Top of RECORD SET

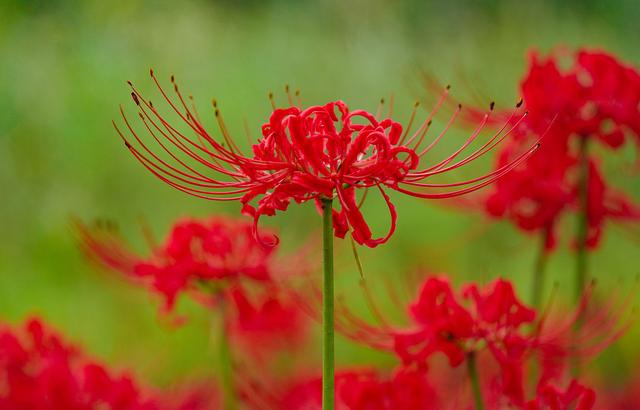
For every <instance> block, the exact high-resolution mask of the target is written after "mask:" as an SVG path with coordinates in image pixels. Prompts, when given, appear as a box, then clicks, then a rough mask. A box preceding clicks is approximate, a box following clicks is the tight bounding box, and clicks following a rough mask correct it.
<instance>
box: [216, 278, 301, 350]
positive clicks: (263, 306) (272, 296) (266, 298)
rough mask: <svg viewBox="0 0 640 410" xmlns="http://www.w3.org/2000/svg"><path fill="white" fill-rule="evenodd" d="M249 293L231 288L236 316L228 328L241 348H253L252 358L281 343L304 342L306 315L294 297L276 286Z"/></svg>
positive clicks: (230, 333) (232, 298)
mask: <svg viewBox="0 0 640 410" xmlns="http://www.w3.org/2000/svg"><path fill="white" fill-rule="evenodd" d="M261 293H263V294H264V295H248V292H247V291H246V290H244V289H242V288H239V287H235V288H234V289H232V290H231V292H230V296H229V297H230V299H231V301H232V302H231V304H232V306H233V317H232V318H231V320H229V321H228V325H229V328H228V329H227V331H228V333H229V334H230V336H231V338H233V339H234V340H235V342H236V343H237V345H239V346H240V347H238V350H240V351H244V352H247V351H248V352H251V353H252V356H253V358H263V356H264V355H265V354H266V353H270V352H273V351H274V350H276V349H277V348H279V347H281V346H287V347H288V348H289V350H290V349H291V347H295V346H301V345H302V342H303V339H304V337H305V336H306V328H307V325H308V320H307V317H306V316H304V314H303V312H301V311H300V309H299V306H298V304H297V303H295V301H294V299H293V298H292V297H287V296H286V295H285V294H283V293H284V292H283V291H281V290H279V289H277V288H276V287H269V288H267V289H265V291H264V292H261Z"/></svg>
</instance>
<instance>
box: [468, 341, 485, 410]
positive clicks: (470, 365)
mask: <svg viewBox="0 0 640 410" xmlns="http://www.w3.org/2000/svg"><path fill="white" fill-rule="evenodd" d="M467 372H468V374H469V380H470V381H471V389H472V390H473V401H474V403H475V410H484V402H483V401H482V390H480V379H479V378H478V369H477V367H476V355H475V353H473V352H471V353H469V354H467Z"/></svg>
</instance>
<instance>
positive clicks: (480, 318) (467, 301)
mask: <svg viewBox="0 0 640 410" xmlns="http://www.w3.org/2000/svg"><path fill="white" fill-rule="evenodd" d="M591 296H592V295H591V288H588V291H587V292H585V294H584V295H583V299H582V301H581V303H580V306H579V307H578V308H577V309H575V311H571V313H570V314H567V313H566V311H563V310H562V309H551V308H550V309H549V310H548V311H546V312H545V314H544V315H542V316H541V317H538V315H537V313H536V311H535V310H533V309H531V308H529V307H528V306H526V305H524V304H523V303H522V302H521V301H520V300H519V298H518V297H517V295H516V293H515V291H514V288H513V285H512V284H511V283H510V282H508V281H506V280H504V279H497V280H494V281H493V282H491V283H489V284H487V285H486V286H484V287H479V286H478V285H476V284H473V283H472V284H469V285H466V286H464V287H463V289H462V291H461V292H460V293H457V292H455V291H454V290H453V289H452V287H451V284H450V282H449V280H448V279H446V277H428V278H427V279H426V280H425V281H424V282H423V284H422V286H421V287H420V291H419V293H418V297H417V299H416V300H415V301H414V302H413V303H412V304H410V305H409V308H408V311H409V314H410V318H411V322H412V324H411V325H410V326H409V327H406V326H404V327H403V326H393V325H391V324H390V323H389V321H387V320H386V319H385V318H383V317H381V310H380V309H379V308H378V307H376V306H375V305H373V306H372V307H370V308H371V309H372V313H373V314H374V317H376V319H377V320H378V321H379V322H380V323H379V324H369V323H368V322H366V321H364V320H362V319H360V318H359V317H358V316H357V315H355V314H354V313H353V312H351V311H350V310H349V309H348V308H347V307H346V305H344V304H341V305H339V306H338V310H337V311H338V315H337V317H336V329H337V330H338V331H339V332H340V333H342V334H343V335H345V336H347V337H349V338H350V339H352V340H354V341H357V342H360V343H363V344H366V345H368V346H371V347H373V348H376V349H380V350H385V351H392V352H394V353H395V354H396V355H397V356H398V358H399V359H400V360H401V361H402V364H403V366H405V367H407V368H417V369H420V370H424V369H426V368H427V367H428V366H430V365H431V364H432V363H433V361H432V359H434V356H436V355H437V354H439V353H440V354H442V355H443V356H444V357H446V359H447V362H448V364H449V367H451V368H457V367H460V365H461V364H463V363H467V364H468V363H469V361H471V360H474V361H475V362H477V366H478V369H479V377H480V386H481V389H482V390H483V392H484V393H483V394H484V396H485V398H486V400H487V401H486V402H487V404H492V405H495V406H496V408H503V407H504V406H515V407H517V408H522V407H523V406H525V403H526V396H527V395H526V391H525V390H526V389H525V386H527V385H528V383H529V382H530V381H529V380H527V375H528V370H530V367H529V366H531V365H532V364H533V363H534V362H539V367H538V369H539V371H538V378H537V379H536V380H534V382H536V384H537V386H538V388H539V389H542V388H543V387H545V386H547V385H549V383H553V382H557V381H562V380H563V377H564V376H565V375H566V370H567V365H568V363H569V362H570V359H571V358H581V359H584V358H587V357H593V356H595V355H596V354H598V353H599V352H601V351H602V350H603V349H604V348H606V347H607V346H609V345H610V344H611V343H612V342H614V341H615V340H617V339H618V338H619V337H620V336H621V335H622V334H623V333H624V331H625V330H626V329H627V328H628V325H629V322H628V321H621V320H620V318H621V314H622V313H624V312H626V310H628V306H629V303H630V299H627V300H622V301H621V302H619V300H618V302H619V303H618V302H612V303H611V305H609V306H605V305H601V304H595V306H594V308H593V309H588V307H589V305H590V303H589V302H591V300H590V299H591ZM623 299H624V298H623ZM394 301H395V299H394ZM373 303H374V302H373V301H372V300H370V302H369V305H371V304H373ZM591 304H593V303H591ZM579 318H581V319H579ZM578 320H581V325H582V326H581V327H580V329H579V330H576V329H575V324H576V322H577V321H578ZM436 363H437V362H436ZM444 370H446V369H440V368H439V369H438V371H437V373H438V374H439V375H441V376H442V374H441V373H444ZM458 383H460V381H458ZM501 406H502V407H501Z"/></svg>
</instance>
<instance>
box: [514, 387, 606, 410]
mask: <svg viewBox="0 0 640 410" xmlns="http://www.w3.org/2000/svg"><path fill="white" fill-rule="evenodd" d="M595 402H596V393H595V391H593V390H592V389H590V388H588V387H585V386H583V385H582V384H580V383H578V382H577V381H575V380H572V381H571V383H570V384H569V386H568V387H567V389H566V390H565V391H562V390H559V389H558V388H556V387H554V386H552V385H546V386H543V387H540V388H538V395H537V397H536V398H535V399H533V400H531V401H530V402H528V403H527V404H526V406H525V408H526V410H568V409H575V410H590V409H592V408H593V406H594V404H595Z"/></svg>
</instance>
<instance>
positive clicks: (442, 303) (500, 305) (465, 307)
mask: <svg viewBox="0 0 640 410" xmlns="http://www.w3.org/2000/svg"><path fill="white" fill-rule="evenodd" d="M458 299H459V298H458V296H457V295H455V294H454V292H453V290H452V289H451V285H450V283H449V281H448V280H447V279H446V278H436V277H432V278H429V279H427V281H426V282H425V283H424V285H423V287H422V289H421V291H420V293H419V296H418V299H417V301H416V302H414V303H413V304H412V305H411V307H410V312H411V315H412V318H413V320H414V323H415V326H416V327H415V329H414V330H410V331H406V332H401V333H398V334H396V335H395V340H394V350H395V352H396V353H397V354H398V356H399V357H400V358H401V359H402V361H403V362H404V363H405V364H407V365H408V364H411V363H417V364H418V365H421V366H425V365H426V362H427V360H428V359H429V358H430V357H431V356H432V355H433V354H434V353H437V352H440V353H443V354H444V355H446V356H447V358H448V360H449V363H450V364H451V366H458V365H460V364H461V363H462V362H463V361H464V360H465V359H466V358H467V357H468V355H470V354H476V353H477V352H479V351H480V350H483V349H486V350H487V351H489V352H490V353H491V355H492V356H493V358H494V359H495V360H496V362H497V363H498V364H499V366H500V370H501V371H500V374H501V381H500V384H501V387H502V394H504V395H505V396H507V397H509V398H510V399H511V400H512V401H513V403H515V404H521V403H522V402H523V400H524V386H523V385H524V372H525V369H524V362H525V357H526V354H527V353H528V352H529V348H530V347H531V346H532V343H533V341H532V340H531V339H530V338H529V337H527V336H525V334H524V333H523V332H522V331H521V328H522V326H523V325H527V324H531V323H533V322H534V320H535V318H536V313H535V311H534V310H532V309H530V308H528V307H526V306H525V305H523V304H522V303H521V302H520V301H519V300H518V299H517V297H516V295H515V292H514V290H513V287H512V285H511V283H509V282H507V281H505V280H502V279H498V280H496V281H494V282H493V283H491V284H489V285H487V287H486V288H485V289H479V288H478V287H477V285H475V284H471V285H469V286H467V287H466V288H465V289H464V291H463V292H462V299H463V300H465V301H467V302H469V303H468V305H469V307H467V306H465V305H463V303H462V302H461V301H459V300H458Z"/></svg>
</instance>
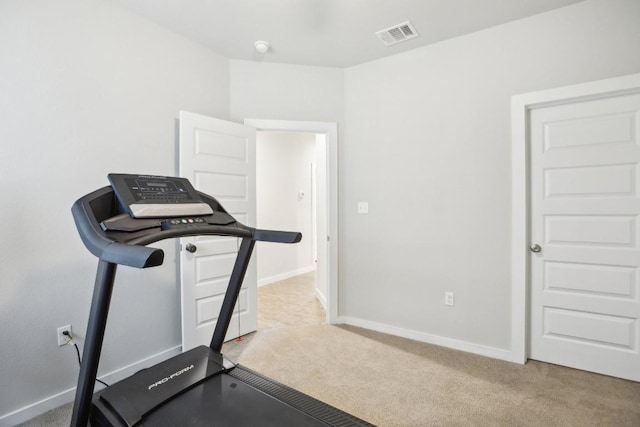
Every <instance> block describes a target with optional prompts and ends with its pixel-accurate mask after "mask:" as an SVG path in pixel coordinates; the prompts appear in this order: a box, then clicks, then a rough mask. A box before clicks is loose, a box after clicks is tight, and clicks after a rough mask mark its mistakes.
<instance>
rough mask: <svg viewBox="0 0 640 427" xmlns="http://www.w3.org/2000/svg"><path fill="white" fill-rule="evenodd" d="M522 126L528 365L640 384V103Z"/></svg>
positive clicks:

Bottom of RECORD SET

[WHAT THE TASK REQUIRES] When a line in the records contains the string "target", it counts; state how many lines count, with no other words.

[OUTPUT OF THE TASK] 2